== Problem ==
Write out the material exactly, with the pictures left out.

== Task data ==

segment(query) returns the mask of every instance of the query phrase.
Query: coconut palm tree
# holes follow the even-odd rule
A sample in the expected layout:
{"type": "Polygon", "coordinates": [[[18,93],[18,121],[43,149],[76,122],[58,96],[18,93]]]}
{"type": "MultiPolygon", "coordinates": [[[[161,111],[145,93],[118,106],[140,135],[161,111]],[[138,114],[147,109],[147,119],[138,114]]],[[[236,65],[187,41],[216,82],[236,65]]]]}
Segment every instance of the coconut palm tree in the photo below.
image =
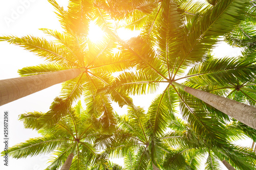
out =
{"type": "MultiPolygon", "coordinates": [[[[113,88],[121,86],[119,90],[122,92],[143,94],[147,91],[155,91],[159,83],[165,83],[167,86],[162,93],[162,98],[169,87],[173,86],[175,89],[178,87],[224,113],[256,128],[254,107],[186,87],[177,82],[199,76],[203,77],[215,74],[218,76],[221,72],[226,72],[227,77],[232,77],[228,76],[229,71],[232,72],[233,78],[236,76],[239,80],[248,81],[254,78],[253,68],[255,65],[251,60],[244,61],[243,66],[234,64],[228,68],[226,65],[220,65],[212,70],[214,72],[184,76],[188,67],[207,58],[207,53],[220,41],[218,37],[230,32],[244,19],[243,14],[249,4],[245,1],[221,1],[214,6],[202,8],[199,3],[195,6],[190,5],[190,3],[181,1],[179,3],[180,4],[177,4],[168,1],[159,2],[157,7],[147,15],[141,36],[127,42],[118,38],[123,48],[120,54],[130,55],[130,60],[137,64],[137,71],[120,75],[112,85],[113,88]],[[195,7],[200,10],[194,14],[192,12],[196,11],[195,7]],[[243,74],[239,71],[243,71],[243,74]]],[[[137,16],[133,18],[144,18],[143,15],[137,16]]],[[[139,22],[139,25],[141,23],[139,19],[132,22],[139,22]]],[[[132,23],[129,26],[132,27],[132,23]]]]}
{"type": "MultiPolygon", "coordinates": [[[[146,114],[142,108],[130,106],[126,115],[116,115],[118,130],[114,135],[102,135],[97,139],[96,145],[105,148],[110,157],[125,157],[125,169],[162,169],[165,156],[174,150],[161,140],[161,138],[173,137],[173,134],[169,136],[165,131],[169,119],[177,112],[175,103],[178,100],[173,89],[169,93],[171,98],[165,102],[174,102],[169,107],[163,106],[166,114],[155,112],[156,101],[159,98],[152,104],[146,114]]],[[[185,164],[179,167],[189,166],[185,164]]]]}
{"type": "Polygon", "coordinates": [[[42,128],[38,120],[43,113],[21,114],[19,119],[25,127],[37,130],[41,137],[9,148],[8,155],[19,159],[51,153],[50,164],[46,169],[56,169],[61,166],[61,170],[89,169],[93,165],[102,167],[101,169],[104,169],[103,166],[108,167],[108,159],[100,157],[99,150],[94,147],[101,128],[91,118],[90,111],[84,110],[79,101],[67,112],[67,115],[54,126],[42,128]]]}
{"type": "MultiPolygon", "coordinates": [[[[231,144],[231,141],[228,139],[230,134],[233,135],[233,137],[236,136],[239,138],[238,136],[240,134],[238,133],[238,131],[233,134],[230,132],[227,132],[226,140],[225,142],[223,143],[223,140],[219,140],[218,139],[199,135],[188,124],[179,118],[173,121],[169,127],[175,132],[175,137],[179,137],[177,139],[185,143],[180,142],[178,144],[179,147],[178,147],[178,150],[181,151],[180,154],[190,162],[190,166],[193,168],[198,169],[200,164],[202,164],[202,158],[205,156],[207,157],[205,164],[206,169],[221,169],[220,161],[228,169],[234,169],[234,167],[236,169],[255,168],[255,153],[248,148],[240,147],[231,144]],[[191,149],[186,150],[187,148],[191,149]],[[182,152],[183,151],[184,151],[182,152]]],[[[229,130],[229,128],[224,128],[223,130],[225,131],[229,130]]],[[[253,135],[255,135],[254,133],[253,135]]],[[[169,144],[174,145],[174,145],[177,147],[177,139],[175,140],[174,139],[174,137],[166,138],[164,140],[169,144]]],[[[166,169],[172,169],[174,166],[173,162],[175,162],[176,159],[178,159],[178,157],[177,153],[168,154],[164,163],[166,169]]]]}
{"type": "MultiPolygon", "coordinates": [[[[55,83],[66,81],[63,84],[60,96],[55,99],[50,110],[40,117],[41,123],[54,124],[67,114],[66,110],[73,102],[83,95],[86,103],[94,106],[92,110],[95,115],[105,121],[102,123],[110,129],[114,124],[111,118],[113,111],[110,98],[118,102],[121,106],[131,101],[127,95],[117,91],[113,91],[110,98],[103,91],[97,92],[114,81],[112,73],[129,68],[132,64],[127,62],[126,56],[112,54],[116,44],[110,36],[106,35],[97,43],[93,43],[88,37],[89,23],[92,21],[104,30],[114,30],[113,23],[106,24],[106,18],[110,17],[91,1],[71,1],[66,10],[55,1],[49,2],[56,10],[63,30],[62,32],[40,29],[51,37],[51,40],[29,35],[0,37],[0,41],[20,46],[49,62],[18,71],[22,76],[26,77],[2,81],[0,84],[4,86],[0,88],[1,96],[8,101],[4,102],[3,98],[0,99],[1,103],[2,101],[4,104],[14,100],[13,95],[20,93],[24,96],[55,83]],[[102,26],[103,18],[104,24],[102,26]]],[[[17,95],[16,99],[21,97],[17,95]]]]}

== Reply to the task ==
segment(query) returns the mask of every instance of the query phrase.
Query: coconut palm tree
# holes follow the even-odd rule
A sample in the expected layout:
{"type": "Polygon", "coordinates": [[[18,93],[18,121],[43,149],[76,122],[58,96],[18,93]]]}
{"type": "MultiPolygon", "coordinates": [[[[161,111],[145,93],[118,106],[140,135],[161,111]],[[138,114],[147,109],[147,119],[138,114]]],[[[236,65],[187,41],[216,82],[236,65]]]]}
Segment every instance of the coconut palm tree in the photo below.
image =
out =
{"type": "MultiPolygon", "coordinates": [[[[113,88],[121,86],[119,90],[122,92],[143,94],[147,91],[155,91],[159,83],[165,83],[167,86],[162,93],[162,98],[169,87],[173,86],[175,89],[178,87],[224,113],[256,128],[254,107],[186,87],[177,82],[199,76],[203,77],[215,74],[218,76],[221,72],[226,72],[227,77],[232,77],[228,76],[229,71],[232,72],[233,78],[236,76],[239,80],[248,81],[254,78],[253,68],[255,65],[251,60],[244,61],[243,66],[234,64],[228,68],[226,65],[220,65],[212,70],[214,72],[184,76],[188,67],[207,58],[207,53],[220,41],[218,37],[230,32],[244,19],[243,14],[249,4],[245,1],[221,1],[214,6],[202,8],[199,3],[195,6],[190,5],[190,3],[181,1],[179,3],[180,4],[177,4],[168,1],[159,2],[157,7],[147,15],[141,36],[127,42],[118,38],[123,48],[120,54],[130,55],[130,60],[137,64],[137,71],[120,75],[112,85],[113,88]],[[195,7],[200,10],[194,14],[192,12],[196,11],[195,7]],[[243,74],[239,71],[243,71],[243,74]]],[[[137,16],[133,18],[144,18],[143,15],[137,16]]],[[[139,22],[139,25],[141,23],[139,19],[132,22],[139,22]]],[[[132,23],[129,26],[132,27],[132,23]]]]}
{"type": "MultiPolygon", "coordinates": [[[[146,114],[142,108],[130,106],[126,115],[116,115],[118,130],[114,135],[102,135],[97,139],[96,145],[105,148],[110,157],[125,157],[125,169],[162,169],[165,156],[174,150],[161,140],[161,138],[173,137],[173,134],[169,136],[165,131],[169,119],[177,112],[175,103],[178,100],[173,89],[169,93],[171,98],[165,102],[174,102],[169,107],[163,106],[166,114],[155,112],[156,101],[159,98],[152,104],[146,114]]],[[[185,164],[179,167],[189,166],[185,164]]]]}
{"type": "Polygon", "coordinates": [[[42,128],[38,120],[43,113],[21,114],[19,119],[25,127],[37,130],[41,137],[9,148],[8,155],[19,159],[51,153],[50,164],[46,169],[56,169],[61,166],[61,170],[89,169],[93,165],[102,167],[101,169],[104,169],[103,166],[108,167],[108,159],[100,157],[99,150],[94,147],[101,128],[91,118],[90,111],[84,110],[79,101],[67,112],[67,115],[54,126],[42,128]]]}
{"type": "MultiPolygon", "coordinates": [[[[231,144],[231,141],[228,139],[230,134],[233,135],[233,137],[236,136],[239,138],[238,136],[240,134],[238,133],[238,131],[233,134],[230,132],[227,132],[226,140],[225,142],[223,143],[223,140],[219,140],[218,139],[199,135],[188,124],[179,118],[173,121],[169,127],[175,132],[175,137],[179,137],[177,139],[185,143],[180,142],[178,144],[179,147],[178,147],[178,150],[181,151],[180,154],[190,162],[190,166],[193,168],[198,169],[200,164],[202,164],[202,158],[205,156],[207,157],[205,164],[206,169],[221,169],[220,161],[228,169],[234,169],[234,167],[236,169],[255,168],[255,153],[248,148],[240,147],[231,144]],[[191,149],[186,150],[187,148],[191,149]],[[182,152],[183,151],[184,151],[182,152]]],[[[229,130],[229,128],[224,128],[223,130],[225,131],[229,130]]],[[[253,135],[255,135],[254,133],[253,135]]],[[[169,144],[174,145],[174,145],[177,147],[177,139],[175,140],[174,139],[174,137],[166,138],[164,140],[169,144]]],[[[166,169],[172,169],[174,166],[173,162],[175,162],[176,159],[178,159],[178,157],[177,153],[168,154],[164,163],[166,169]]]]}
{"type": "MultiPolygon", "coordinates": [[[[55,83],[66,81],[63,84],[60,96],[55,99],[50,110],[40,117],[41,123],[54,124],[67,114],[66,110],[73,102],[83,95],[86,103],[94,106],[92,110],[95,115],[105,121],[102,123],[110,129],[114,124],[111,118],[113,111],[110,98],[118,102],[121,106],[131,101],[127,95],[117,91],[113,91],[110,98],[103,91],[97,92],[114,81],[112,73],[129,68],[132,64],[127,62],[126,56],[112,54],[116,44],[110,36],[106,35],[97,43],[93,43],[88,37],[89,23],[92,21],[104,30],[114,30],[113,23],[106,24],[106,18],[110,17],[91,1],[71,1],[66,10],[55,1],[49,2],[56,10],[63,30],[62,32],[40,29],[51,37],[51,40],[29,35],[0,37],[0,41],[20,46],[49,62],[18,71],[22,76],[26,77],[2,81],[0,84],[4,86],[0,88],[1,96],[8,101],[4,102],[3,98],[0,99],[1,103],[2,101],[4,104],[14,100],[13,95],[20,93],[24,96],[55,83]],[[102,26],[103,18],[104,24],[102,26]]],[[[17,95],[16,99],[21,97],[17,95]]]]}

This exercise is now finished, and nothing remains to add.